Data rows:
━━━━━━

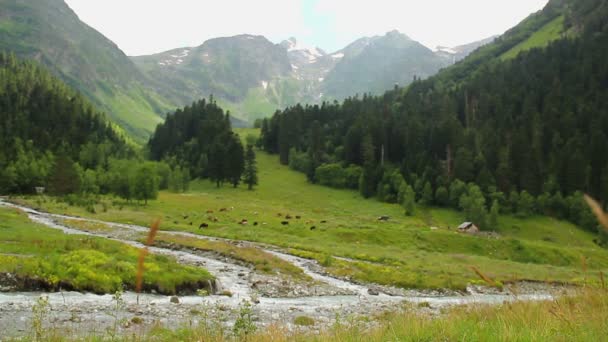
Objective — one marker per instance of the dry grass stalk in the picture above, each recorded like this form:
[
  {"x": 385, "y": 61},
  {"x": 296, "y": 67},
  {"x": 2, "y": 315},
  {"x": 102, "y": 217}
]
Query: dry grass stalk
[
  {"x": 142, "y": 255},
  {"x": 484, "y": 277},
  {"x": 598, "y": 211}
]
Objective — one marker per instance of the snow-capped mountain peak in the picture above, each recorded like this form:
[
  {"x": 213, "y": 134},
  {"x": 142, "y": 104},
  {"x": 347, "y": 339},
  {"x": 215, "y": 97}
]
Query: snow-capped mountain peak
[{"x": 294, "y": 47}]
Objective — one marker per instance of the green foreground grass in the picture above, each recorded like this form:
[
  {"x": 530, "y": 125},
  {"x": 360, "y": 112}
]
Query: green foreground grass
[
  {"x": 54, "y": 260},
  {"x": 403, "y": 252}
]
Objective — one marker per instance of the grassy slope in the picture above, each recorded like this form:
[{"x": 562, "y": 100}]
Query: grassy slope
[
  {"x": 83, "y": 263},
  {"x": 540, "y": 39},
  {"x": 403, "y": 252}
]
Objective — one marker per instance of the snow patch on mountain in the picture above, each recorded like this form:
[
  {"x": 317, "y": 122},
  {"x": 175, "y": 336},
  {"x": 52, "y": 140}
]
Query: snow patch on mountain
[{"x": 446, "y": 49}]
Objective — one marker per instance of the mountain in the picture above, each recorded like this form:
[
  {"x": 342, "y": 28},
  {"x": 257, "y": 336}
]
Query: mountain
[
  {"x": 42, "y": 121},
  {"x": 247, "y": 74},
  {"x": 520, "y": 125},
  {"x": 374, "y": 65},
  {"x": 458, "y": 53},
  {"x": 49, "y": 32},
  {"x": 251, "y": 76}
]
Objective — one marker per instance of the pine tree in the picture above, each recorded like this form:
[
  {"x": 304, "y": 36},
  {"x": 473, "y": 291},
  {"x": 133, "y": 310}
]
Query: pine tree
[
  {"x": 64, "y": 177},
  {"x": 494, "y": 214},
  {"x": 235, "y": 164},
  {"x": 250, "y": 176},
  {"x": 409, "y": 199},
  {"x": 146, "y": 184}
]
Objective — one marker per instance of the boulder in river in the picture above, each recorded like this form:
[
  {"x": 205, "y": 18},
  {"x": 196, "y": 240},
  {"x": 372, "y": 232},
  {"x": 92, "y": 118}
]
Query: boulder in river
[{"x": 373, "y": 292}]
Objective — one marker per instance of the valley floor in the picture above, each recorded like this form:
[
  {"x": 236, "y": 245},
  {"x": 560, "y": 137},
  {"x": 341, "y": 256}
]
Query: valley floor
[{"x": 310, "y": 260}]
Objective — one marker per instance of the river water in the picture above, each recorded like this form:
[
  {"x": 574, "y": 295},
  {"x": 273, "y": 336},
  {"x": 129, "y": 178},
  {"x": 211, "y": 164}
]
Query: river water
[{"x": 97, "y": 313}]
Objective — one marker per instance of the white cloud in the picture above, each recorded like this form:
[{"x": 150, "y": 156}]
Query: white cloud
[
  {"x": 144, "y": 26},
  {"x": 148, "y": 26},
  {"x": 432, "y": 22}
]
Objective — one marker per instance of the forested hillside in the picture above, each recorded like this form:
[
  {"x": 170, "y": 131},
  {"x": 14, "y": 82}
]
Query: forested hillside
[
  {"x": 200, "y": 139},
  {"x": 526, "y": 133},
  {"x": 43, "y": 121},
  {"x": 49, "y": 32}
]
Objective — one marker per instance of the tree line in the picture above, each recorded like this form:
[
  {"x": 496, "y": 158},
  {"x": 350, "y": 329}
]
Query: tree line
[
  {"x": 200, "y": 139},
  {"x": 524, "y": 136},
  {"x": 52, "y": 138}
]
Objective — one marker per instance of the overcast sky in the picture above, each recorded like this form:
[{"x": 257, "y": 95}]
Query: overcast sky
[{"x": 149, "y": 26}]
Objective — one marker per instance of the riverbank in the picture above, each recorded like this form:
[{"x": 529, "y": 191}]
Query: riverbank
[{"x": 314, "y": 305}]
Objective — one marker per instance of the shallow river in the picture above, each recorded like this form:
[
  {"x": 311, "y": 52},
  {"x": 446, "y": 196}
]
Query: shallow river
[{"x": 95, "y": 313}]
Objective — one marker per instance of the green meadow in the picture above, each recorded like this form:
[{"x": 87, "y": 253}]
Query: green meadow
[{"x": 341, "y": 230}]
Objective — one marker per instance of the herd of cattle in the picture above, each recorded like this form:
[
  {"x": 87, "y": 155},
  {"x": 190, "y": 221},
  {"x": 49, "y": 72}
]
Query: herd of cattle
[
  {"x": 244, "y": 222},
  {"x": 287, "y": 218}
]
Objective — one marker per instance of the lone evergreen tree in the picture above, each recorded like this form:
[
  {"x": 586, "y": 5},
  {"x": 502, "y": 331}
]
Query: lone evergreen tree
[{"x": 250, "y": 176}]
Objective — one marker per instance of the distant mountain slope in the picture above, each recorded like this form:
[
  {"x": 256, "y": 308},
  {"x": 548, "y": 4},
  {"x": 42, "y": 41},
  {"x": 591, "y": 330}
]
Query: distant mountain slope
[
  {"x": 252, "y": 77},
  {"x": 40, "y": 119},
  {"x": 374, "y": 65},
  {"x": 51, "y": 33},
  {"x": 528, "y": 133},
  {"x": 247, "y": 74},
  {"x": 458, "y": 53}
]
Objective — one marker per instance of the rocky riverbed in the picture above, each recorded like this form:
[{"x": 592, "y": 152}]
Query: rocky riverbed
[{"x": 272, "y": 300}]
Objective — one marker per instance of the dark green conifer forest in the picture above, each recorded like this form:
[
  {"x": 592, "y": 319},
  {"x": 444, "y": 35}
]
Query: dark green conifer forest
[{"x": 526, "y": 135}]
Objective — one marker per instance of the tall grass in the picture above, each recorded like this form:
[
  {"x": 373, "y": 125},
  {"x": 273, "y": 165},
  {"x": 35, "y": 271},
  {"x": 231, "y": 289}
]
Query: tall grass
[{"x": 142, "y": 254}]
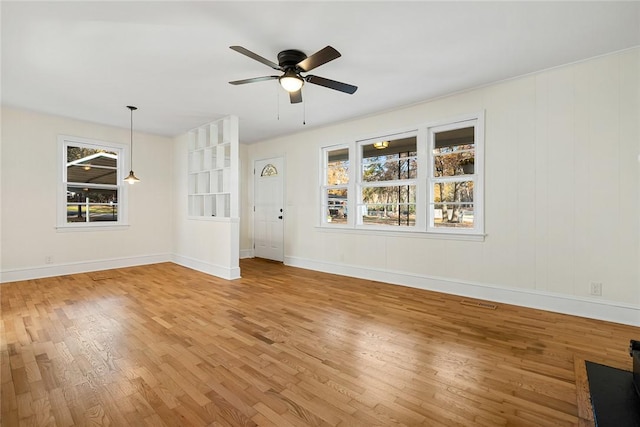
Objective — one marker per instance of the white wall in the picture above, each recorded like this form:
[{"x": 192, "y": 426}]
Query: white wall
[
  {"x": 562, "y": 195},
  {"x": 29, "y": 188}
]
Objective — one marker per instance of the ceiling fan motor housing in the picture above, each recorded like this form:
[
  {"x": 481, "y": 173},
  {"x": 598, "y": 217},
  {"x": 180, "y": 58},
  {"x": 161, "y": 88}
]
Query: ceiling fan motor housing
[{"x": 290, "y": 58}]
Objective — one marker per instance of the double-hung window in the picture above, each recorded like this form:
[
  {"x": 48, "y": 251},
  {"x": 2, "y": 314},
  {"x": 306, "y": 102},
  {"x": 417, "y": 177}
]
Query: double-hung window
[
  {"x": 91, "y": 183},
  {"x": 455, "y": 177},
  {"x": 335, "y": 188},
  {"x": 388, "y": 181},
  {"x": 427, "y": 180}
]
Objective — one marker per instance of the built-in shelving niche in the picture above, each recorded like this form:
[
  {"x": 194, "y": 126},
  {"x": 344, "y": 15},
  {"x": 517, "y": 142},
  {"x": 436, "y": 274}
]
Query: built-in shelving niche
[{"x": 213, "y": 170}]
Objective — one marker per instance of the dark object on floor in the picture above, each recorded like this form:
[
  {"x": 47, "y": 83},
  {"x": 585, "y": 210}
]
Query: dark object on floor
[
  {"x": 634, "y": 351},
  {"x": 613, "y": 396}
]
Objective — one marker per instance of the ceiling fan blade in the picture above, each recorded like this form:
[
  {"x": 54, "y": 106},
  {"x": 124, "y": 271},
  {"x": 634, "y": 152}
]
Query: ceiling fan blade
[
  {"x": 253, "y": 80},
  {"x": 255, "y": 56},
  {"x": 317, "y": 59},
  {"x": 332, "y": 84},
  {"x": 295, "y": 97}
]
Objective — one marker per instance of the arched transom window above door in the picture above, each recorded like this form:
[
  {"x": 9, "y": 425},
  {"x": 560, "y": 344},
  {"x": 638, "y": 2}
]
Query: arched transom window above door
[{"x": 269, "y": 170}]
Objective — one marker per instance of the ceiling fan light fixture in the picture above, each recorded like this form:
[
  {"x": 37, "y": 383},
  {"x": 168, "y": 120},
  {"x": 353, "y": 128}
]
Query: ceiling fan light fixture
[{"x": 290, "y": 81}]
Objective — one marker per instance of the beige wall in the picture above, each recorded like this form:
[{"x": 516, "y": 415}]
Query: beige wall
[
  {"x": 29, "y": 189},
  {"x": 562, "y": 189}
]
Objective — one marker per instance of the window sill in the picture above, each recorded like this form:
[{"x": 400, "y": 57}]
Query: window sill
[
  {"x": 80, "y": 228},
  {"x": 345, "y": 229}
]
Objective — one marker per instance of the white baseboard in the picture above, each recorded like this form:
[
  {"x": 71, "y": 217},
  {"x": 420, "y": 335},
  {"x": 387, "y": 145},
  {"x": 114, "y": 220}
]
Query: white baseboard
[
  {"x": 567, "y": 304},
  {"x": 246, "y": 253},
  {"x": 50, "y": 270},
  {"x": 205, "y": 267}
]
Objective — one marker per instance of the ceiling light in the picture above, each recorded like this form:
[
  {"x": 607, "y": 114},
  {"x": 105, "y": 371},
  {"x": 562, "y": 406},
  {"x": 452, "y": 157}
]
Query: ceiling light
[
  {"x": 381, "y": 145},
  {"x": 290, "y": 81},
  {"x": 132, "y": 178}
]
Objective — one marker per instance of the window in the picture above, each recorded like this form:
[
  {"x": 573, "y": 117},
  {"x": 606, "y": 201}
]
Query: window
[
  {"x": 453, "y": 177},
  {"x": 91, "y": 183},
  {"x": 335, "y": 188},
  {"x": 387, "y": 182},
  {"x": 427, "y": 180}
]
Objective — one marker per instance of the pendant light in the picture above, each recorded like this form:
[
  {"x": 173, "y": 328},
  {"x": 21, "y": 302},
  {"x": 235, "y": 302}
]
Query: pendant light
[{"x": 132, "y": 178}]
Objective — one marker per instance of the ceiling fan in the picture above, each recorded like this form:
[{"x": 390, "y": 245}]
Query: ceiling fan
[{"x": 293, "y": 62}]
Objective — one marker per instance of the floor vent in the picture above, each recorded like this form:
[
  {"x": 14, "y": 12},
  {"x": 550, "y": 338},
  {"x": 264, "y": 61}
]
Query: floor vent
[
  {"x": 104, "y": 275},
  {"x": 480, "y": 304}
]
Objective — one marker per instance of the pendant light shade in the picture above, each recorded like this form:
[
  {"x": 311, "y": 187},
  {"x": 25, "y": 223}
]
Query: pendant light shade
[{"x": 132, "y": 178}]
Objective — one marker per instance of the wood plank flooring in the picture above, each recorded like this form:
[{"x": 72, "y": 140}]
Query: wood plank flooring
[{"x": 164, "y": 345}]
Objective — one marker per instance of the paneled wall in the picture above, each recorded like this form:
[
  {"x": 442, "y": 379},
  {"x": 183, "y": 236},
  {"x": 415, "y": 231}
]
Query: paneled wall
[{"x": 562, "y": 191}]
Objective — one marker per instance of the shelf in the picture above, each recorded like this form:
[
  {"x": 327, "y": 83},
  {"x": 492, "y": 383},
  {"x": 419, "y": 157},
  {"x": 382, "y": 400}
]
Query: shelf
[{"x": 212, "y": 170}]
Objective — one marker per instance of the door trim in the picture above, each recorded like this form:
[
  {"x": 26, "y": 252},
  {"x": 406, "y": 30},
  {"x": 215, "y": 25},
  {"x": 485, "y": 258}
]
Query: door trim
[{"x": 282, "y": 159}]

━━━━━━

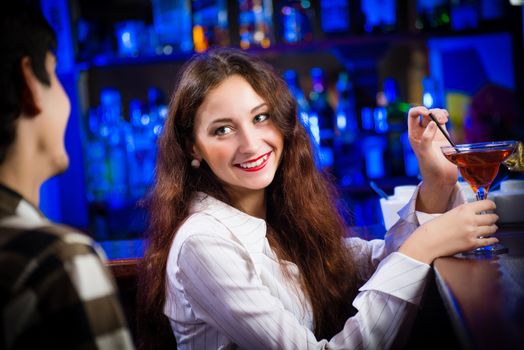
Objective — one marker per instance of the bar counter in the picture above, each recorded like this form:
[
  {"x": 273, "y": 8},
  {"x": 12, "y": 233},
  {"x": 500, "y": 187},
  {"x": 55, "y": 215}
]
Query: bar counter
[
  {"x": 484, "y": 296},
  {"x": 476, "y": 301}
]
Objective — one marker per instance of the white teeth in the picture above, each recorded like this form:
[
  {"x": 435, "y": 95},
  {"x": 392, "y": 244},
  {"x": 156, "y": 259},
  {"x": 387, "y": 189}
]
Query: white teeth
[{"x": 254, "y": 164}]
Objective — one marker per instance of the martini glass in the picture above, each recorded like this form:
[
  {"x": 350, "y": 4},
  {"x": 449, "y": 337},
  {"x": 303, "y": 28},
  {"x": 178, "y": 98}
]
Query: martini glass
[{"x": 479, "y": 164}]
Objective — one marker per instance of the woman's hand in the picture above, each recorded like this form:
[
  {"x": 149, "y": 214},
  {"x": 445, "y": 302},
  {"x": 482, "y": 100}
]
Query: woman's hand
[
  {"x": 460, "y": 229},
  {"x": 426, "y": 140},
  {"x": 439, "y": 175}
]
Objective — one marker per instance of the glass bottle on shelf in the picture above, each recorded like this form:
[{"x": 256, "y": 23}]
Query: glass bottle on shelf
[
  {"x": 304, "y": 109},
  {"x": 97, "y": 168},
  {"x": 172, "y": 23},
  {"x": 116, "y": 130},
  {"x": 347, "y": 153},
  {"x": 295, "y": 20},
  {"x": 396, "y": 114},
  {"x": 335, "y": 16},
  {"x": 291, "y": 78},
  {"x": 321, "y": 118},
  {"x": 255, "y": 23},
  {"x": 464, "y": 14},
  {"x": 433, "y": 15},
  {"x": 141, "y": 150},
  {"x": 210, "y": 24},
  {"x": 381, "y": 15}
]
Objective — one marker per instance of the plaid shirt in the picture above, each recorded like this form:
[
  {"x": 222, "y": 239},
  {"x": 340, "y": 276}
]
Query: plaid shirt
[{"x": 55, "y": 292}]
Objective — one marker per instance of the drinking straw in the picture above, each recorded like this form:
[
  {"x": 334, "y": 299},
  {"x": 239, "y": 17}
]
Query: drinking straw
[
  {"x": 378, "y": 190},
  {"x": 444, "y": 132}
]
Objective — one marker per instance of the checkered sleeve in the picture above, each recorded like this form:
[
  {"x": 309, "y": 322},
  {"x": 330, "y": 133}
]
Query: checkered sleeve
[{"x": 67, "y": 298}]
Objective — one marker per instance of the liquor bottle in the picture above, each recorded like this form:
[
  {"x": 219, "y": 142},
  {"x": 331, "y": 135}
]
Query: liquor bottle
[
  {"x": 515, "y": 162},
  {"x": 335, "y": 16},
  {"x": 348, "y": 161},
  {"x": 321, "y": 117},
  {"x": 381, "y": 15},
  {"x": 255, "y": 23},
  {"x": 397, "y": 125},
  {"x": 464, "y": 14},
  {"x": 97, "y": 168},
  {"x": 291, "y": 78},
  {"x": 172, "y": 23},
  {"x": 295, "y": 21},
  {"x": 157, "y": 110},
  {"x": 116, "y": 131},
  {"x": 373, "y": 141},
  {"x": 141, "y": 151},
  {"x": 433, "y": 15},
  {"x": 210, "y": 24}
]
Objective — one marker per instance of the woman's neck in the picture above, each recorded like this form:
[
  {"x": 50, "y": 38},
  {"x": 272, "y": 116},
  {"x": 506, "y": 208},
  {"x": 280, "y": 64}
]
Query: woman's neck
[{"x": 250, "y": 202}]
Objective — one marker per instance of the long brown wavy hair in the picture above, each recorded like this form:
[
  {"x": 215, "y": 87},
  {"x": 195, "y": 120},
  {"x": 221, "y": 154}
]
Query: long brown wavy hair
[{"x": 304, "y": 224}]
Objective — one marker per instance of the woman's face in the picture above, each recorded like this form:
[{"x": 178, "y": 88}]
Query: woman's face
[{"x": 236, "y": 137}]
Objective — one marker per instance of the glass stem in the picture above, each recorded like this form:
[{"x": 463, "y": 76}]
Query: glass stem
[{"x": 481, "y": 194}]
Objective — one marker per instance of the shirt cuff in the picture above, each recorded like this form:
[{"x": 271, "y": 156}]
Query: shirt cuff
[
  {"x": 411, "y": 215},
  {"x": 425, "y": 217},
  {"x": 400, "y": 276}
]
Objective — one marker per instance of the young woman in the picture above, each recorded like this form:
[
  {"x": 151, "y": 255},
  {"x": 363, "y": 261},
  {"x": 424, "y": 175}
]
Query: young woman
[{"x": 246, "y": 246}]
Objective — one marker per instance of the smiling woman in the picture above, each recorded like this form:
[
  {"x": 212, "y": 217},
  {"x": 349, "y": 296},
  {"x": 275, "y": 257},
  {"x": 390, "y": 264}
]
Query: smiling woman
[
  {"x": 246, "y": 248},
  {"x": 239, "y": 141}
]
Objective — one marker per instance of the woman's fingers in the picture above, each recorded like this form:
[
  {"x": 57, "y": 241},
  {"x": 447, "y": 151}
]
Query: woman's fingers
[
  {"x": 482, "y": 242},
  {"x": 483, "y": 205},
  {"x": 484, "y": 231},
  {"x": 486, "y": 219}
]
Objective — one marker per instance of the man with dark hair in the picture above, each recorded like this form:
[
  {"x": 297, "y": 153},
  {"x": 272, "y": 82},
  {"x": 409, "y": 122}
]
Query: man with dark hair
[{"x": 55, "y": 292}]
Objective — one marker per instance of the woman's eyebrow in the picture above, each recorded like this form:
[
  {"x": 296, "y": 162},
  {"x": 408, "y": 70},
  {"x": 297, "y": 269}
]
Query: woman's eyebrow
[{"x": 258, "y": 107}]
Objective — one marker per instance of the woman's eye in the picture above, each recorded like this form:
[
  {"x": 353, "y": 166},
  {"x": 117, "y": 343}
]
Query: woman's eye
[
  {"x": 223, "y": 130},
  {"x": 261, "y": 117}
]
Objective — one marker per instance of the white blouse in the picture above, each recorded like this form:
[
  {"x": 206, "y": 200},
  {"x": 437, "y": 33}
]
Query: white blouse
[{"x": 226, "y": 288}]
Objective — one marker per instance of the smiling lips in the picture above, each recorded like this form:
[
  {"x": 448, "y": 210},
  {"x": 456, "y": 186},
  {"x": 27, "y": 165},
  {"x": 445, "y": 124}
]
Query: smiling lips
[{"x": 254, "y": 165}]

━━━━━━

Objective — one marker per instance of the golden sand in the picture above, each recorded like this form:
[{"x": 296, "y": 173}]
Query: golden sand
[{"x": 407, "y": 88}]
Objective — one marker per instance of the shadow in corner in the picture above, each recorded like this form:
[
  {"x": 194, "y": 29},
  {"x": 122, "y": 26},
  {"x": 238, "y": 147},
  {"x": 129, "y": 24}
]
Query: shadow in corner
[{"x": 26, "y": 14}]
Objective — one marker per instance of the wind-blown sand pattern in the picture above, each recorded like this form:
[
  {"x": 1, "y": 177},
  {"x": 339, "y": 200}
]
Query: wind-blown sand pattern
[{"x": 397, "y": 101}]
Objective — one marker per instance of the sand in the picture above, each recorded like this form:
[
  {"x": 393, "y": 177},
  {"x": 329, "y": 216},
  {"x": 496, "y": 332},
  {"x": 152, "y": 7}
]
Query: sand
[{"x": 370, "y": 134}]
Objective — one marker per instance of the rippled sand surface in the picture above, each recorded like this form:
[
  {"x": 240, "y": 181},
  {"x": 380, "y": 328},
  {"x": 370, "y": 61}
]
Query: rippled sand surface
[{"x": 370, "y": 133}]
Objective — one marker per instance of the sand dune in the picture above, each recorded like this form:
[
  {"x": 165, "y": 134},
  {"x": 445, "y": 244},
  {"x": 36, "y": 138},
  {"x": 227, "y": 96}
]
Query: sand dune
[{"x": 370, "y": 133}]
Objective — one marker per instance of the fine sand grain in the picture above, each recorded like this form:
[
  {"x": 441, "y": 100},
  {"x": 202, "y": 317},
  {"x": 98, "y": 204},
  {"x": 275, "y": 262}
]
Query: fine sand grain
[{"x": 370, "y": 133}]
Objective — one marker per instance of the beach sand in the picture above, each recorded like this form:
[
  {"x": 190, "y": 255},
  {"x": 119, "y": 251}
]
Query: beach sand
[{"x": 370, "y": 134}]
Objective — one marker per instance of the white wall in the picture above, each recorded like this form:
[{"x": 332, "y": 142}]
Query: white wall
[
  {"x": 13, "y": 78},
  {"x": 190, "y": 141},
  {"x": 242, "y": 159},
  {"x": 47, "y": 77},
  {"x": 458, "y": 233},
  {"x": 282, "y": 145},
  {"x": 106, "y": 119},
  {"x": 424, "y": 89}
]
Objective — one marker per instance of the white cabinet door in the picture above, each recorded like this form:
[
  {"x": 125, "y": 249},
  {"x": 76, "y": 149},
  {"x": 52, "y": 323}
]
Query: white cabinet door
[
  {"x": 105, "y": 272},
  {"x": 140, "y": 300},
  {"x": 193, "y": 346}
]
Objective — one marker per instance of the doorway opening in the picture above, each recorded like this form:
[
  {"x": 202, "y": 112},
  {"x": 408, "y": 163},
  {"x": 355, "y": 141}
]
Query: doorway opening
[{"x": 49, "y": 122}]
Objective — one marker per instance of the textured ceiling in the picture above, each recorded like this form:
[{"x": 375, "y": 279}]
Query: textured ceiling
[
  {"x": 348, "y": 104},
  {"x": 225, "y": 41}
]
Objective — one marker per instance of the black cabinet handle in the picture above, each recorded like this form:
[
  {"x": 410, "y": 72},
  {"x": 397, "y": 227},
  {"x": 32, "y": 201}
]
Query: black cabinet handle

━━━━━━

Problem: How many lines in the records above contain the word "mountain"? Case counts. Give only the number.

Correct response: 8